> PROVIDED INFORMATION
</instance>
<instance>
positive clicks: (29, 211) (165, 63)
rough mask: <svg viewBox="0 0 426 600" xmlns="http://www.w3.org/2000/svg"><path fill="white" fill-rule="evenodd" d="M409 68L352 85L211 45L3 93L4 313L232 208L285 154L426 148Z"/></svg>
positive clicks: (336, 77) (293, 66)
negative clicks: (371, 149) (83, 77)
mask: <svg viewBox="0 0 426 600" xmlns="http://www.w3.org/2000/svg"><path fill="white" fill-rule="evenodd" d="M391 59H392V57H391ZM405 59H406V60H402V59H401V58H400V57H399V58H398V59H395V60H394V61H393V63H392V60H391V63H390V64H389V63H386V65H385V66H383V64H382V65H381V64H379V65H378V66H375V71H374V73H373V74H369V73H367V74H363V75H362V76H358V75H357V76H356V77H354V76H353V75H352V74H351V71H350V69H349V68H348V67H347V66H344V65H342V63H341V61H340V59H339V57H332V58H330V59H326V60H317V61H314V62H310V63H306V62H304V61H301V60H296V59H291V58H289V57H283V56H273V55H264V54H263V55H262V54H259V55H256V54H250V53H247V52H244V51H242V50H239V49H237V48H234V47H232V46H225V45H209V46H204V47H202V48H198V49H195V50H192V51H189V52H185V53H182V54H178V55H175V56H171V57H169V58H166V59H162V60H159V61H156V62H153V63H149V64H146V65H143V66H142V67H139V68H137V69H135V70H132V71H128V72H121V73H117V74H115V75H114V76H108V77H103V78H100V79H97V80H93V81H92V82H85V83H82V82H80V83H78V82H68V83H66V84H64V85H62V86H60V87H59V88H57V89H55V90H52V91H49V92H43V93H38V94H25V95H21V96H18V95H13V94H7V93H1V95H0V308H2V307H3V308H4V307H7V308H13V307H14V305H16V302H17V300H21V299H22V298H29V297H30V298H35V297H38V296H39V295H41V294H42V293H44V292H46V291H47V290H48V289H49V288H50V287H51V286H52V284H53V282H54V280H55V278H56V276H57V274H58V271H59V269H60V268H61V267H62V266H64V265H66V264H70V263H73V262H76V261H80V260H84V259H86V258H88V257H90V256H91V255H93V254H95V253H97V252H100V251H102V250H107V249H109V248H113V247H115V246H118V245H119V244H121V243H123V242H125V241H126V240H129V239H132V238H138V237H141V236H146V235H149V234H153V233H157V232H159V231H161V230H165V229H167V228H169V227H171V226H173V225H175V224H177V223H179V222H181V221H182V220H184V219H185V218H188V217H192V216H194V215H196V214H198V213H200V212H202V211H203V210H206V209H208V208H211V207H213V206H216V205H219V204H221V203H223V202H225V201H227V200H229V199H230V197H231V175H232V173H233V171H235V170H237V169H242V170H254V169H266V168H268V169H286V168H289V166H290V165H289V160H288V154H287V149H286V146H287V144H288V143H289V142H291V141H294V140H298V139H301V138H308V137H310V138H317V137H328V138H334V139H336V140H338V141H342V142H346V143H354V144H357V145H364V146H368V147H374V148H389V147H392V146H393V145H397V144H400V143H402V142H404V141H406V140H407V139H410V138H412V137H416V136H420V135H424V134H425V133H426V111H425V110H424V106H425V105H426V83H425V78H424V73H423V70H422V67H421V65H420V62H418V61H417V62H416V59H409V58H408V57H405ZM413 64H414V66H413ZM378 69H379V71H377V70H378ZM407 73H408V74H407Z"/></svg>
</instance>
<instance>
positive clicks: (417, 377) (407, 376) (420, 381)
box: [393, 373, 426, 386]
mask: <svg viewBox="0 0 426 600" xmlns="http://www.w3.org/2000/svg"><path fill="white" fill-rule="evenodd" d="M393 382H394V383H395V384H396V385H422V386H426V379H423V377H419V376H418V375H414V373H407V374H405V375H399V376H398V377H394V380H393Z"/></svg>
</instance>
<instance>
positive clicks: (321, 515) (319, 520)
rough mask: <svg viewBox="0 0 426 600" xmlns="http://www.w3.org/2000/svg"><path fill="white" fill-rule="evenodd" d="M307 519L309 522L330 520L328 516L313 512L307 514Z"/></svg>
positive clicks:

> WORK INSTRUCTION
List every line of the data above that contains the word "clicks", copying each one in full.

> WRITTEN ANSWER
positive clicks: (29, 211) (165, 63)
positive clicks: (336, 77) (293, 66)
negative clicks: (371, 149) (83, 77)
positive clicks: (417, 377) (407, 376) (420, 381)
positive clicks: (321, 515) (319, 520)
positive clicks:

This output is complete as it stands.